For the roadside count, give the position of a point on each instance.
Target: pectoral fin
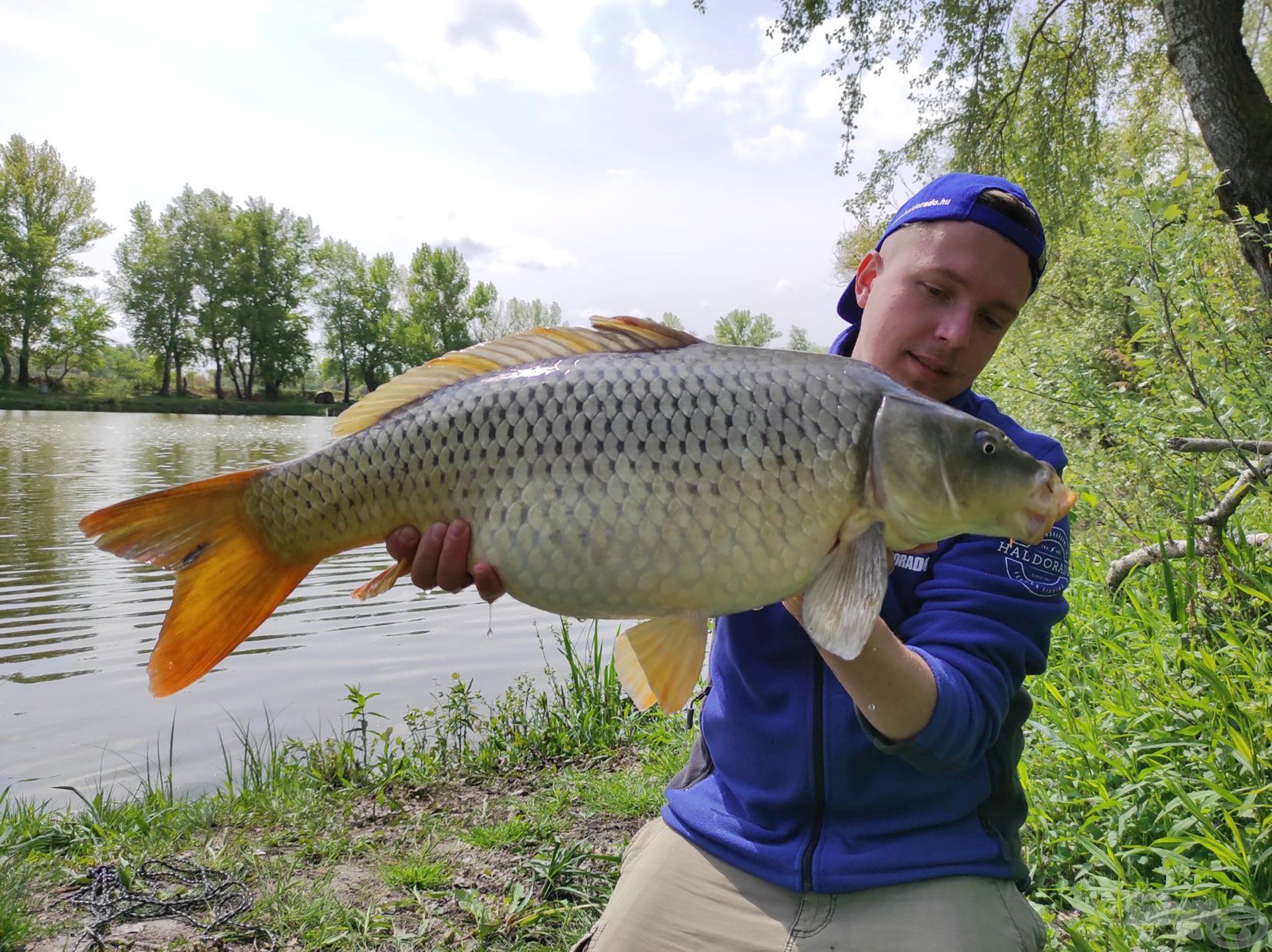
(661, 660)
(843, 604)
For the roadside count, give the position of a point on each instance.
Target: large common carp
(621, 471)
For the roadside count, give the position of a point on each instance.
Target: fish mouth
(1046, 505)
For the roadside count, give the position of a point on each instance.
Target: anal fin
(659, 661)
(383, 582)
(843, 601)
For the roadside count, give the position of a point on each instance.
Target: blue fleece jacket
(792, 783)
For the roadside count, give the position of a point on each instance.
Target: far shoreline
(34, 400)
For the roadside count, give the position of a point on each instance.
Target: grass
(420, 873)
(499, 823)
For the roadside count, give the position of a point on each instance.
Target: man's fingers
(453, 562)
(424, 569)
(489, 584)
(401, 543)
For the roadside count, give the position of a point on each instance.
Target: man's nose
(955, 327)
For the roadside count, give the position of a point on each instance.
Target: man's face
(937, 299)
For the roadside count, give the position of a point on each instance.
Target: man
(868, 805)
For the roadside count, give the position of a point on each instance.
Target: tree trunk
(25, 359)
(1233, 111)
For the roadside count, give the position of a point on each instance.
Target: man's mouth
(930, 364)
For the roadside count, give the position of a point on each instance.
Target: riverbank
(500, 825)
(16, 399)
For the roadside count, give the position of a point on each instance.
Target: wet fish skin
(608, 485)
(622, 471)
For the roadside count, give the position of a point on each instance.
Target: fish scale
(598, 484)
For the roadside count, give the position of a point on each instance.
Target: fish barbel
(621, 471)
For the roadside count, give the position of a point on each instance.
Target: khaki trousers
(674, 898)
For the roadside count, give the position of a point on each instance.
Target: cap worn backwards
(954, 196)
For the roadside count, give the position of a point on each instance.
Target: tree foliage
(1034, 91)
(77, 337)
(340, 272)
(442, 305)
(154, 287)
(746, 330)
(46, 219)
(270, 274)
(514, 316)
(378, 329)
(799, 340)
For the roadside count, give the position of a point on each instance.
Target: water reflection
(77, 625)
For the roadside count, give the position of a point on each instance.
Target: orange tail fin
(228, 580)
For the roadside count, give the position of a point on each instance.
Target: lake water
(77, 624)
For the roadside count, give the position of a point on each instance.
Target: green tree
(746, 330)
(378, 325)
(77, 338)
(270, 275)
(46, 219)
(154, 287)
(442, 305)
(1034, 91)
(799, 340)
(340, 272)
(209, 228)
(515, 316)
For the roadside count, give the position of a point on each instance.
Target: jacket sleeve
(984, 623)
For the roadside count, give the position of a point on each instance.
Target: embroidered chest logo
(911, 563)
(1043, 569)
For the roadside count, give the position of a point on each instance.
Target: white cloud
(649, 50)
(768, 88)
(822, 98)
(778, 143)
(504, 252)
(460, 44)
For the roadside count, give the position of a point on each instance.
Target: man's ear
(867, 272)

□ □ □ □ □ □ □

- Problem to solve
How many lines in the records contain the word "water", with case counting? Reply with the number alone.

- Output for this exercise
2